§ **REQUIREMENT**
Set out the records again, keeping every word as it is.

[Referring expression grounding data]
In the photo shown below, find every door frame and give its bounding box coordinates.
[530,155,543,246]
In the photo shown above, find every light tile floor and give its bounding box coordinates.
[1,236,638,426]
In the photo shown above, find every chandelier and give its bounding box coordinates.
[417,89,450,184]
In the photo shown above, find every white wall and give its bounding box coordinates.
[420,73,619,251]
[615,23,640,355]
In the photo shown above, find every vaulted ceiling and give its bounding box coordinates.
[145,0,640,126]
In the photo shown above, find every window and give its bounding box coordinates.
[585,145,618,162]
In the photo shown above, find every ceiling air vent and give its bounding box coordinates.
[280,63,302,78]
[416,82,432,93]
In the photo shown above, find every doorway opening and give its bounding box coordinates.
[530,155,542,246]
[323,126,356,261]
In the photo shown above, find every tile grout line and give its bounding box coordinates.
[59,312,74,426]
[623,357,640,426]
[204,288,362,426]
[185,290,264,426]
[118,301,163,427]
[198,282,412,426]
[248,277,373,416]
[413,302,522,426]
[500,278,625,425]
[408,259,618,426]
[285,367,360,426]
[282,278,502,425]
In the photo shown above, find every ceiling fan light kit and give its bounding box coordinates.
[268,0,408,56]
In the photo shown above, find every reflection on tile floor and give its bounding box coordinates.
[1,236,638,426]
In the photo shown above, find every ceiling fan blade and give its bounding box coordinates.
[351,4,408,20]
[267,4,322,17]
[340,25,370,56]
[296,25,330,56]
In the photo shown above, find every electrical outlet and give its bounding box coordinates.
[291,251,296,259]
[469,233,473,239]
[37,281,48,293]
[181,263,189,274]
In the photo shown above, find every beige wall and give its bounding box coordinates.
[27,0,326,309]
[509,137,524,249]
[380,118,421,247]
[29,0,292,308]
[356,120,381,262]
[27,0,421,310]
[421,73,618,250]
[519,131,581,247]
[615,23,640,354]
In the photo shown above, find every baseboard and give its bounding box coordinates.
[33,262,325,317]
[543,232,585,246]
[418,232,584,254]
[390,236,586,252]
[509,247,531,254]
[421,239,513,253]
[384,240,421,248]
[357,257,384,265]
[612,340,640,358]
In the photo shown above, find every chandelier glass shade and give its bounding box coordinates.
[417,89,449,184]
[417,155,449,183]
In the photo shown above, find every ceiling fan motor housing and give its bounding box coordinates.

§ **RESULT OF THIS TASK**
In the photo shown below, find every door frame and give its bounding box coordinates.
[530,155,543,246]
In the photo shown above, find every light tile floor and give its bounding box coordinates.
[1,236,638,426]
In the photo shown above, find every chandelier and give its bounding box coordinates.
[417,89,450,184]
In the photo shown above, find every white wall and give its bounding box coordinates.
[420,73,619,251]
[615,23,640,355]
In the photo shown above, find every vaulted ceiling and give its bounding box coordinates.
[145,0,640,126]
In the photo shown above, find every window and give its bounding box coordinates.
[585,145,618,162]
In the photo shown above, find every ceiling air vent and give its bounding box coordinates.
[280,63,302,78]
[416,82,432,93]
In the photo shown above, find every doorway opening and give its bounding box coordinates.
[530,155,542,246]
[323,126,356,261]
In the photo shown above, find every tile grout line and give its bounding box coordinates.
[59,312,74,426]
[623,357,640,426]
[204,288,362,426]
[185,290,264,426]
[118,301,163,427]
[198,282,412,426]
[248,277,373,416]
[413,302,522,426]
[500,278,625,425]
[408,259,618,426]
[285,367,360,426]
[282,278,502,425]
In the photo shown above, find every ceiling fan light kit and give its bounding box coordinates.
[268,0,408,56]
In the photo shown above, find every reflection on tile floor and give its bounding box coordinates.
[1,236,638,426]
In the photo shown above, find every ceiling fan blade and give its bounding box coordinates.
[351,4,408,20]
[267,4,322,17]
[340,25,370,56]
[296,25,330,56]
In the photo shown above, find every electrical outlet and give its bounding box coordinates.
[291,251,296,259]
[469,233,473,239]
[37,281,48,293]
[181,263,189,274]
In the photo shown above, find every beige wall and give its bounding box coordinates.
[27,0,326,309]
[509,137,524,249]
[380,118,421,247]
[29,0,292,308]
[356,120,381,262]
[27,0,421,310]
[421,73,618,250]
[519,131,581,247]
[615,23,640,354]
In the photo shown above, find every baseboard and give its bounding box coordinates.
[33,262,325,317]
[543,232,585,246]
[418,232,584,254]
[390,236,586,252]
[509,247,531,254]
[421,239,513,253]
[384,240,421,248]
[357,257,384,265]
[612,340,640,358]
In the photo shown above, find every chandelier glass shade and give its bounding box coordinates.
[417,89,449,184]
[417,155,449,183]
In the photo shown above, find every ceiling fan motor housing and give its bounding box coordinates.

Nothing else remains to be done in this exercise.